Start of PASSAGE SHOWN

Saturday, March 11, 2006

Giorgione, Manet, Vanity Fair, titillation, duality, and pears


In this post, neo-neocon discusses how the Vanity Fair photo is a descendant of the Manet painting just below, and of the earlier Giorgione painting further below:

So, here we have an interesting trajectory: from Giorgione's allegory in which the sexuality is a subtext, although still present; through Manet's shocking modernized grouping that refers back to those earlier nudes, but shorn of any pretense of classicism except as a facile reference point. Then, on to the modern photo that is sold on newsstands and overtly meant to titillate, and which has only a vague and very hidden reference to its predecessors. But to me, all three works stand in an unbroken line, and even the last refers all the way back to the first.





The paintings and the photo remind me of the dual sensibilities of woman. In the Manet, the robed woman in the meadow reminds of Milo Kundera's account of Karel's mother, and the pears and the tanks. Kundera is the author of The Unbearable Lightness of Being(also credit neo-neocon for first pointing to this Kundera passage):

One night, for example, the tanks of a huge neighboring country came and occupied their country [a reference to the 1968 Russian invasion of Czechoslovakia]. The shock was so great, so terrible, that for a long time no one could think about anything else. It was August, and the pears in their garden were nearly ripe. The week before, Mother had invited the local pharmacist to come and pick them. He never came, never even apologized. The fact that Mother refused to forgive him drove Karel and Marketa crazy. Everybody's thinking about tanks, and all you can think about is pears, they yelled. And when shortly afterwards they moved away, they took the memory of her pettiness with them.

End of PASSAGE SHOWN

PROBLEM STATEMENT:
In the post on Giorgione, Manet, and Vanity Fair, what historical event does the bracketed note say the tanks in the Kundera passage refer to?

Start of RECORDS

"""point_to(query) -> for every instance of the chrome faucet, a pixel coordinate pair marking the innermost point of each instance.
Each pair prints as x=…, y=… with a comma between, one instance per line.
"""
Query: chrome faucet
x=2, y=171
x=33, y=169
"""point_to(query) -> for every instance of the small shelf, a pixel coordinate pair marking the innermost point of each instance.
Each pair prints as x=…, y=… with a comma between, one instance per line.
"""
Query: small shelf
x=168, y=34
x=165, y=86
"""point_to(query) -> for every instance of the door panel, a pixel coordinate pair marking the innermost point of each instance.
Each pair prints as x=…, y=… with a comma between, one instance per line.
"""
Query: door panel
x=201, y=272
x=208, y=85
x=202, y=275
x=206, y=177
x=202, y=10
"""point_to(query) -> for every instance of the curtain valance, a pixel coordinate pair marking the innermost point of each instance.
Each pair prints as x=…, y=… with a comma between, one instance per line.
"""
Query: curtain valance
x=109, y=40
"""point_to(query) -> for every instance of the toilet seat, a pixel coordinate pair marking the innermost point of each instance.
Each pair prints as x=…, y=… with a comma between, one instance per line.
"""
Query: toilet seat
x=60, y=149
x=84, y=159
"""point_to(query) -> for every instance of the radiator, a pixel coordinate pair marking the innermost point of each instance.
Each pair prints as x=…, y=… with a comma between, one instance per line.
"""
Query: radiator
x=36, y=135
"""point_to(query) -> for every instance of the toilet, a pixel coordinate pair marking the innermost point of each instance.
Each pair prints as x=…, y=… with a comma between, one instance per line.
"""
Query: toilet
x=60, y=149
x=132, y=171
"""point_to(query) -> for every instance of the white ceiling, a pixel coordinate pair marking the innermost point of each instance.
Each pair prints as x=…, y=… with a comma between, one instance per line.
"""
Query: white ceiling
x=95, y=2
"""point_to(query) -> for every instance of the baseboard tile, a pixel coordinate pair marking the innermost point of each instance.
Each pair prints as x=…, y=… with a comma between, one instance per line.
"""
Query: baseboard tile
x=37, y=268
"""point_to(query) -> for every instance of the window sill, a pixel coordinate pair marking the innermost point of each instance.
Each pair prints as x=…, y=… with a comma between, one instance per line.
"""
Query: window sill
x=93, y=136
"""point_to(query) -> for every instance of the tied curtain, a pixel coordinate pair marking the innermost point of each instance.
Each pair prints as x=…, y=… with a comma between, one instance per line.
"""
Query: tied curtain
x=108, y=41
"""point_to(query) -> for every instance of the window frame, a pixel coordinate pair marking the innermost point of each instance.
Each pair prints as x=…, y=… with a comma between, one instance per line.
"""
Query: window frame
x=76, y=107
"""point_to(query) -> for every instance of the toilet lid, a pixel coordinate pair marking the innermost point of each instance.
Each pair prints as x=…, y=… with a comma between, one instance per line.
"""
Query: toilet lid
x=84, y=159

End of RECORDS

OUTPUT OF THE TASK:
The 1968 Russian invasion of Czechoslovakia.